PAGE TEXT Start Marker

Milk from Spring Sheep farms is processed at Melody Dairies’ spray drier at Waikato Innovation Park in Hamilton.
Spring Sheep business manager Thomas Macdonald, said the company had experienced significant growth during the 2018/2019 financial year and international demand for New Zealand sheep milk products is strong.
He said the time was right for farmers to get onboard.
"We currently have 4000 sheep being milked, however strong customer demand means we are now looking to grow sheep numbers by bringing on new supplier farmers," he said.
With demand predominantly coming from Asia, driven by consumers' increasing preference for alternative milks and nutritional focused products, Macdonald said growth in the Asian market was very much on Spring Sheep’s agenda.
"Last year we saw our productivity double thanks to new genetic lines imported from Europe. Previously New Zealand-bred ewes were producing 120 litres each per season, but the new, high-performing genetic lines have the potential to increase production to over 600 litres per ewe per season."
He said farming sheep for milk was an attractive proposition.
"Most farming systems need about 250-450 litres per ewe per season to achieve a good return, so the improved productivity we're seeing presents a good opportunity for farmers considering a conversion to sheep dairy farming."
Macdonald said dairy farmers in the Waikato region, being within the two-hour travel zone for processing, are ideal future suppliers.

PAGE TEXT End Marker

● **TO DO**:
[A] According to the article on Spring Sheep, how many sheep does the company currently milk?
[B] Extend the article on Spring Sheep past its final sentence.

PROVIDED RECORDS Start Marker

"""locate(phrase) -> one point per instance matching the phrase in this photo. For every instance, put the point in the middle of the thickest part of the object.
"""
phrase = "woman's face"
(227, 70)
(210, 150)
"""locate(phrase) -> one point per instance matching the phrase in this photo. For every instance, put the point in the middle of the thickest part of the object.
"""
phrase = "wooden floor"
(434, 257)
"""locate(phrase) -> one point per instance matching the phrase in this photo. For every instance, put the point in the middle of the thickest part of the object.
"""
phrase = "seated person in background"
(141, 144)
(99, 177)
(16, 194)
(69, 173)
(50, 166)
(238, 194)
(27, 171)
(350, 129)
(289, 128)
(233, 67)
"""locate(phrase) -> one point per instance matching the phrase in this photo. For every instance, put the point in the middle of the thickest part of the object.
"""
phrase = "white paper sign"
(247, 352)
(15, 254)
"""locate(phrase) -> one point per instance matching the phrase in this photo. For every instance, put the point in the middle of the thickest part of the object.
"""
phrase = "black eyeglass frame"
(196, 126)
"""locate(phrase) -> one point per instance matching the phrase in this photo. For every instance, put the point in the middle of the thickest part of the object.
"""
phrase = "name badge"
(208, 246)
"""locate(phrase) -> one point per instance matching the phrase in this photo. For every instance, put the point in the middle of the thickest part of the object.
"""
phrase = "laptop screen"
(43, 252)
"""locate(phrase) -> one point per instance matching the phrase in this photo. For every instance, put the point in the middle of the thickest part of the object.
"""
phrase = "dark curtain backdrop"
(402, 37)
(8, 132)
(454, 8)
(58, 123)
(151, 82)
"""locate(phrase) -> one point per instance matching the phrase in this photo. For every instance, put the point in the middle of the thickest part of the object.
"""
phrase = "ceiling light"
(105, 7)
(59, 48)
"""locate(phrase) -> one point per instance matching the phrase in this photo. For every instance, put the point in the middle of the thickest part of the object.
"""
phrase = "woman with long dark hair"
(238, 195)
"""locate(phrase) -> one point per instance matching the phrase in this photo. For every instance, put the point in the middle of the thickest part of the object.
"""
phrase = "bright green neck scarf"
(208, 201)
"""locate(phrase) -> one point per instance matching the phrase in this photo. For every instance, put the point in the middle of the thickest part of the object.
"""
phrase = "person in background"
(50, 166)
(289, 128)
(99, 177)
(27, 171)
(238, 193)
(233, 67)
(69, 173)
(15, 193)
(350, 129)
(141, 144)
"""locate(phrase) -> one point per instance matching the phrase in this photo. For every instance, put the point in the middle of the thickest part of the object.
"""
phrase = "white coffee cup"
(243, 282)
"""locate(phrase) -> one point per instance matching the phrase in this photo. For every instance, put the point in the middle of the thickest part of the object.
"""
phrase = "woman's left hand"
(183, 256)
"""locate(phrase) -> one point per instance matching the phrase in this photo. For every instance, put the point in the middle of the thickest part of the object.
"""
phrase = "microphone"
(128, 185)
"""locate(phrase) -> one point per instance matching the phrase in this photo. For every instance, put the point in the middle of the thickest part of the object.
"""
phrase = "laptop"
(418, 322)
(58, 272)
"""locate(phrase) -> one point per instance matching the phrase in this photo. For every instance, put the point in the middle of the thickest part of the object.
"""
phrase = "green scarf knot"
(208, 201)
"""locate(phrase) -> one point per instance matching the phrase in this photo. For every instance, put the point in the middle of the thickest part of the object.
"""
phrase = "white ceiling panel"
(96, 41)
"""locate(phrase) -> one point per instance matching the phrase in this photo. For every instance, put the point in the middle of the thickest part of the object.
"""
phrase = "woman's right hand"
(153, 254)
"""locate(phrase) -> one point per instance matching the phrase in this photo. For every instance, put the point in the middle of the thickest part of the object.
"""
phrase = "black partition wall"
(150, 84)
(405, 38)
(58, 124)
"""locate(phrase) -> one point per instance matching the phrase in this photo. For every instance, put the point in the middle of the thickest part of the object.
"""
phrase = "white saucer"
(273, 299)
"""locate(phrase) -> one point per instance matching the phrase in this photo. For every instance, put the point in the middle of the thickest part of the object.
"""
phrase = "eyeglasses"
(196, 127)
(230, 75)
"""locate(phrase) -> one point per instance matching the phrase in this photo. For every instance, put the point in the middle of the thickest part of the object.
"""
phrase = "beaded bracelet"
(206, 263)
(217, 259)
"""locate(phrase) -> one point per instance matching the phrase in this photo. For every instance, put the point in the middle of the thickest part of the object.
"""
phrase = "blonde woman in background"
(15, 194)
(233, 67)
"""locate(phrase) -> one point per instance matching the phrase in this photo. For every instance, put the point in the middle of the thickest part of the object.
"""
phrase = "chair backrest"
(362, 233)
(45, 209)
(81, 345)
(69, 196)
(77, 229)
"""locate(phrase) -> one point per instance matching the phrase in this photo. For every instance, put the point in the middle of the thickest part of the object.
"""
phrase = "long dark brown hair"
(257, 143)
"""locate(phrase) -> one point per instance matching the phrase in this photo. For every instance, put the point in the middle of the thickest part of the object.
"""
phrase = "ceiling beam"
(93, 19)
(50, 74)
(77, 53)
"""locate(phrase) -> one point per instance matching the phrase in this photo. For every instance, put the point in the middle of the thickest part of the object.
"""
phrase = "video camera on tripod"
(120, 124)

PROVIDED RECORDS End Marker
PROVIDED RECORDS Start Marker

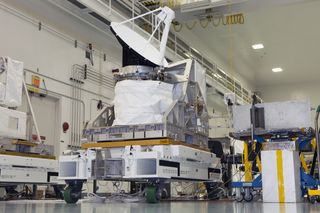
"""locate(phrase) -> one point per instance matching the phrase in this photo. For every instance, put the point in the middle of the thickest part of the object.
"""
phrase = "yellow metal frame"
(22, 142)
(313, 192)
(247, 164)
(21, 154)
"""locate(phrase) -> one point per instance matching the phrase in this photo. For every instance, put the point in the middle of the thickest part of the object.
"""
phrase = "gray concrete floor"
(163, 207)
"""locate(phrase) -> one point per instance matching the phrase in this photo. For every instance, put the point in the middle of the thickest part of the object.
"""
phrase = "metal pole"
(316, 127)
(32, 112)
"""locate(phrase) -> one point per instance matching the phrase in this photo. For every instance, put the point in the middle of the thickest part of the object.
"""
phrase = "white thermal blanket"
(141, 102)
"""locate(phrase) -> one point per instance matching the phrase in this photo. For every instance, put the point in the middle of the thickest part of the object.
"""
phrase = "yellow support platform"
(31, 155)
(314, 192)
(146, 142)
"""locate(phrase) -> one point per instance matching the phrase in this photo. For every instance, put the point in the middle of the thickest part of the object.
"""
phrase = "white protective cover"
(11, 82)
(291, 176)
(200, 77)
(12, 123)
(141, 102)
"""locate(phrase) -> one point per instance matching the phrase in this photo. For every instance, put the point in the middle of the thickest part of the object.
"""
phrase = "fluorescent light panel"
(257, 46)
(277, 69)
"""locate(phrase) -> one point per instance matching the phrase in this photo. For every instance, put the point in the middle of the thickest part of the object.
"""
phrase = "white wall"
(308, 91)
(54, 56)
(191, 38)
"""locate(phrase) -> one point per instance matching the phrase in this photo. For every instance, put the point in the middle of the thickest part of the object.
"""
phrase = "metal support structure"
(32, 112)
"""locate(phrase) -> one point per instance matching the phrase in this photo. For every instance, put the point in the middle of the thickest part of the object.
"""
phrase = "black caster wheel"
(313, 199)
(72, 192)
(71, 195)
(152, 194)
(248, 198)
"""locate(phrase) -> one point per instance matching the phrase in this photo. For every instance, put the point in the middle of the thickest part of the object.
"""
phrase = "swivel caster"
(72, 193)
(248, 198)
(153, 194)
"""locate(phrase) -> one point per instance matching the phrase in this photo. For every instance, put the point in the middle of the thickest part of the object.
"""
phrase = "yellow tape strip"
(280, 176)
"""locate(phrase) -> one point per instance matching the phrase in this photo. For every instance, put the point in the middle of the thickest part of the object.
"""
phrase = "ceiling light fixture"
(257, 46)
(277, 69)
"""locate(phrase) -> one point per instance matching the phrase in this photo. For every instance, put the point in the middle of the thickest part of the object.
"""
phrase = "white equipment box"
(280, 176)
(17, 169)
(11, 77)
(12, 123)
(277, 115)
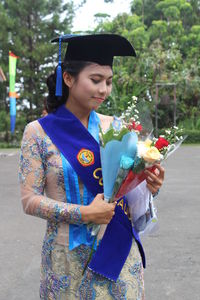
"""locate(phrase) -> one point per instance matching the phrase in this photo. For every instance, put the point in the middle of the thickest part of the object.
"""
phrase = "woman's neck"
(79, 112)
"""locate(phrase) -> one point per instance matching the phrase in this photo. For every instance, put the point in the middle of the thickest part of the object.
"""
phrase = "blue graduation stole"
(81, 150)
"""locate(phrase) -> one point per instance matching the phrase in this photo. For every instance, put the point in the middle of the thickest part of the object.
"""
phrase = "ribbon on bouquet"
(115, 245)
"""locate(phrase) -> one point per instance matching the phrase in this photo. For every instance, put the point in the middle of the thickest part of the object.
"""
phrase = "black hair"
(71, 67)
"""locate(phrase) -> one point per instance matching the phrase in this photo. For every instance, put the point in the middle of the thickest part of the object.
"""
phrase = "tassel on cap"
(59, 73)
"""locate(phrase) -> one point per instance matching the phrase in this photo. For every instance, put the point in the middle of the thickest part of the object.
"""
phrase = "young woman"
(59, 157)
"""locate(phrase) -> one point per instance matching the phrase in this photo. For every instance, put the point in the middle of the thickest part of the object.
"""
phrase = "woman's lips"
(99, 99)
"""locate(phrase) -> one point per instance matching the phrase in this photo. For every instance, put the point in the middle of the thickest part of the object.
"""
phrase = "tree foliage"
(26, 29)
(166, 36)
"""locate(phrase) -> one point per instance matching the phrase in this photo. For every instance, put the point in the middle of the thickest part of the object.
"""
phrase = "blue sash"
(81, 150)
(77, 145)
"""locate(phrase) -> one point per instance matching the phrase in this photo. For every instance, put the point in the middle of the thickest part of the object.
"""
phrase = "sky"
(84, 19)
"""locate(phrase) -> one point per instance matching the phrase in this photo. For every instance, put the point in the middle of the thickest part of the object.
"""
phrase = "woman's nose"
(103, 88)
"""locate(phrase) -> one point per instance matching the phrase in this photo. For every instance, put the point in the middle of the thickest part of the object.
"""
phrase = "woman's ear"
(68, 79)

PROVIDED RECORDS End Marker

● **ANSWERS IN ORDER**:
[A] 4000 sheep.

[B]
"The Waikato region is rich dairy country, and the pastoral farming practices and core skill set of dairy farming found here is easily transferred to sheep milk.".
"The optimal sheep milking system in New Zealand requires the use of high-performance genetics, combined with a farming system that utilises our pastoral advantage. We now have those genetics available, and we’re looking to work with passionate, skilled dairy farmers with high-quality land."
Macdonald says the growth in the industry is encouraging for farmers who are looking at sheep milk as a viable, high-return farming option.
"As a value-added product, sheep milk isn’t at the mercy of fluctuating market prices so the farm gate price remains stable," he said.
There were also positive environmental impacts for farms converting from cow dairy to sheep milk.
"Converting to sheep milk doesn’t require any land use intensification, and there’s a positive impact on water use and nitrogen leaching."